*** MATERIAL

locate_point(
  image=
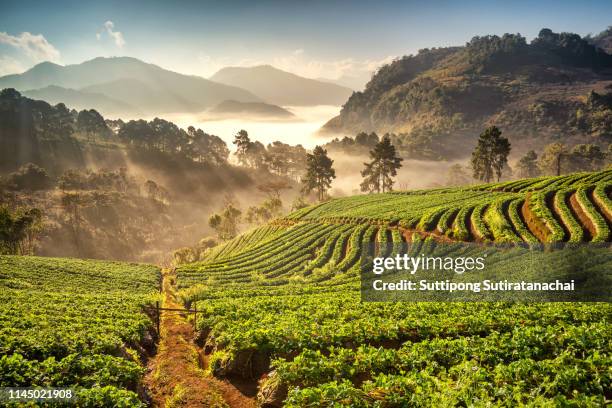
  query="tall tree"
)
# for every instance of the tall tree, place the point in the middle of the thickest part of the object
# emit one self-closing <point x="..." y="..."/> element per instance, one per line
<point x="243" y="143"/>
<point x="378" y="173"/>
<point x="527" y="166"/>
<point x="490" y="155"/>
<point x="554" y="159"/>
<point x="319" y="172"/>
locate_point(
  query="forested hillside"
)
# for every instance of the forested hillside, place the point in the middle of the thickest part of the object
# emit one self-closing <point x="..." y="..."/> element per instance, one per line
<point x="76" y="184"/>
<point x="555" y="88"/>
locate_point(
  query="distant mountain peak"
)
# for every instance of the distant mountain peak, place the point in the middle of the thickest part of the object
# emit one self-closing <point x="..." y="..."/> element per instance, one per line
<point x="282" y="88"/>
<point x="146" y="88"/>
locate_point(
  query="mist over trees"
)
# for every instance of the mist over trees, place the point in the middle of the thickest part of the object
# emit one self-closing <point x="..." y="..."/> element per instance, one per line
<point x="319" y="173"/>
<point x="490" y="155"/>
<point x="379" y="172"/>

******

• **REQUIRED WORK**:
Copy all of the items above line for line, keeping every character the same. Leave the pictures out of your copy.

• **RESULT OF THE EXERCISE**:
locate_point(
  image=
  query="tall tree"
)
# for every instance of the tall tree, place the point in the middle of the thickest part of the object
# emit one self-closing <point x="..." y="..."/> element per instance, one per line
<point x="243" y="143"/>
<point x="378" y="173"/>
<point x="527" y="166"/>
<point x="490" y="155"/>
<point x="554" y="159"/>
<point x="319" y="172"/>
locate_point(
  query="forested hillside"
)
# for every instance of the forested hillside, place the point in the middle of the thickest part of the object
# emit one self-closing <point x="..." y="..."/> element per instance, one per line
<point x="76" y="184"/>
<point x="555" y="88"/>
locate_point(
  query="distant mountain peak"
)
# for every instance of the distant mountain peak, place the point in the middle of the thickest part of the object
# emit one self-closing <point x="..." y="..."/> element per instance, one per line
<point x="282" y="88"/>
<point x="146" y="88"/>
locate_point(
  query="mist over trees"
)
# for every instance of the mist over trees, place the point in the middle of the thickest part of the object
# emit one self-closing <point x="..." y="..."/> element per instance, one per line
<point x="319" y="173"/>
<point x="490" y="155"/>
<point x="379" y="172"/>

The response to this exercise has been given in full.